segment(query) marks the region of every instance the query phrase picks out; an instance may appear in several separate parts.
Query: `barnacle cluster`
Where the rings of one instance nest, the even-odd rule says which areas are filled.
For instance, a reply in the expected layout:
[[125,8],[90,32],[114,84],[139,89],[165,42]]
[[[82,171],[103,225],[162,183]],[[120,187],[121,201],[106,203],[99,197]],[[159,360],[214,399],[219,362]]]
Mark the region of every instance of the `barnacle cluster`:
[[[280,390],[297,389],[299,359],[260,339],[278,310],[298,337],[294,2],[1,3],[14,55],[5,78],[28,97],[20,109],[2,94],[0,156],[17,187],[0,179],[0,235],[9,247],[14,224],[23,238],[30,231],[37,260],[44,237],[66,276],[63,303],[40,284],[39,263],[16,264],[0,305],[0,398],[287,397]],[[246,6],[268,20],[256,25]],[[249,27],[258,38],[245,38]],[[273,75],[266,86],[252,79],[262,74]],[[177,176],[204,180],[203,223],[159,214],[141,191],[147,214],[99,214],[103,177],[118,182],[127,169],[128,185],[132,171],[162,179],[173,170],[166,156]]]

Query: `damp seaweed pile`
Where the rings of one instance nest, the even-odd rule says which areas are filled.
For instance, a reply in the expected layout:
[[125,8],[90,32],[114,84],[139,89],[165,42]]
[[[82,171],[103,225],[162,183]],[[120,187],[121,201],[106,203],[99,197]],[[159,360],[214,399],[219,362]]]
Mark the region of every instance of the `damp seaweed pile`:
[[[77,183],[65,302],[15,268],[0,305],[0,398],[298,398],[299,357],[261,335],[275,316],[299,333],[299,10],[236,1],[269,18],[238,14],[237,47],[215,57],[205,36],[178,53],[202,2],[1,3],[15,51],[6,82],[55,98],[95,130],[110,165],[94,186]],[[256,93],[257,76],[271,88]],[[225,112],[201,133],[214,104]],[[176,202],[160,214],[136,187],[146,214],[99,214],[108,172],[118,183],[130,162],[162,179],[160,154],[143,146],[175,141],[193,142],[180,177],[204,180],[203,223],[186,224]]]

···

● WHAT YOU HAVE TO DO
Please quote the entire listing above word for word, from its first line to its last.

● TASK RESULT
segment(query) marks the region of every instance the query phrase picks out; an instance may appear in several separate parts.
Query: `barnacle cluster`
Where the rings of one instance nest, the even-odd rule says which areas are filled.
For instance, a reply in the expected layout:
[[125,8],[90,32],[114,84],[139,89],[165,42]]
[[[82,171],[103,225],[162,183]],[[120,187],[121,201],[106,203],[99,197]],[[159,360],[214,399],[219,362]]]
Mark the region of every instance of the `barnacle cluster`:
[[[280,390],[297,389],[299,359],[260,339],[278,310],[298,337],[294,2],[1,3],[14,55],[5,78],[28,97],[20,109],[2,94],[0,156],[17,187],[0,179],[0,235],[9,247],[14,224],[23,238],[30,231],[37,260],[44,237],[66,276],[63,303],[40,284],[39,263],[16,264],[0,305],[0,398],[287,397]],[[246,6],[268,20],[256,25]],[[249,27],[258,38],[245,38]],[[273,75],[266,86],[252,79],[262,74]],[[177,176],[204,180],[203,223],[159,214],[141,191],[147,214],[99,214],[103,177],[118,182],[127,169],[128,185],[132,171],[162,179],[173,170],[166,156]]]

Query: `damp seaweed pile`
Where the rings of one instance nest, the even-odd rule says which areas are filled.
For instance, a reply in the expected layout:
[[125,8],[90,32],[114,84],[139,89],[165,42]]
[[[82,171],[103,225],[162,183]],[[120,187],[121,201],[106,203],[99,197]],[[159,360],[214,399],[219,362]]]
Mark the region of every instance of the `damp seaweed pile`:
[[[77,183],[65,302],[15,268],[0,305],[0,398],[298,398],[299,357],[261,335],[275,316],[299,333],[299,10],[236,1],[269,18],[238,14],[237,47],[215,57],[205,36],[178,53],[202,2],[1,3],[15,51],[6,82],[55,98],[95,130],[110,165],[94,186]],[[256,93],[257,76],[271,88]],[[225,112],[201,133],[214,104]],[[176,202],[160,214],[136,187],[146,214],[99,214],[108,172],[118,183],[130,162],[162,179],[160,154],[143,146],[175,141],[193,142],[180,177],[204,180],[203,223],[186,224]]]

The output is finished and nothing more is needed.